On the tech breakout call: Greg, Chris, Karthik, John
"Metadictionary" Prototype
Goal: to build a proof-of-concept web-based software service that acts as a public registry of metadata terms from all domains and from all parts of "metadata speech".
- Anyone can search and read term definitions (without registration).
- After authentication (after one-time account registration), anyone can add new terms.
- New terms may be similar to or propose alternate definitions for existing terms.
- Every term has a unique concept identifier in addition to a (not nec. unique) natural language string.
- Anyone can refine their own terms at will when part of the "vernacular".
- No one can change a term once it is "canonical" or "archival".
- New terms enter the vernacular (similar to Internet Draft) and auto-expire in 6 months unless renewed.
- It is risky to use terms in the vernacular
- Auto-expire terms are inactive but still visible in the archive.
- Platform : python, NLP tools
- Github: open source, Modified 3-clause BSD license
- Flask: browserable demo on local server (localhost)

> Dataset rows
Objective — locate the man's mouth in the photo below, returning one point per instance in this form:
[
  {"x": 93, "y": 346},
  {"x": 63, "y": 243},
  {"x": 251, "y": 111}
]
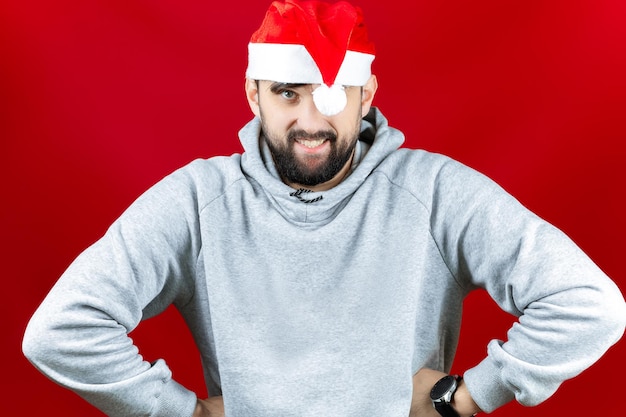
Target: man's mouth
[{"x": 309, "y": 143}]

> Set task A
Answer these questions about the Metadictionary prototype notes, one line each:
(i) How long do new terms last in the vernacular before they auto-expire unless renewed?
(ii) Under what license will the code be shared on GitHub?
(iii) Who can search and read term definitions, and is registration needed for that?
> Set task B
Go on with the Metadictionary prototype notes, picking up after the line about the Flask demo on a local server.
The records have nothing to do with the text about the Metadictionary prototype.

> Task answer A
(i) 6 months.
(ii) A modified 3-clause BSD license.
(iii) Anyone can, and no registration is needed.

> Task answer B
- Heroku: playground for developers hosted free on the internet (limited resources)
- Starter vocabulary: dublincore.org (15 terms and definitions)
- Term structure: term (natural language string), unique concept id (string), definition (string)
- important: expect term structure/schema to change often
- optional later: up/down votes, example section, synonyms, antonyms, see also
- concept ids from EZID?
- semantically significant subparts: ??? eg, "temperature" of X in units Y is number N
- special category for interoperability: elements for time and place (lat,lon,elevation)
- special connector terms: ??? "per" "by" ("squared" "cubed") "of" "in"
- Managing term evolution:
- identifiers, versions, version numbers, stable reference, "replaces", "obsoletes"
- Term classes ???
- Vernacular (unstable rapidly evolving)
- Canonical (stable)
- Archival (stable, obsoleted canonical and expired vernacular)
- Reputation-based voting -- support now or later?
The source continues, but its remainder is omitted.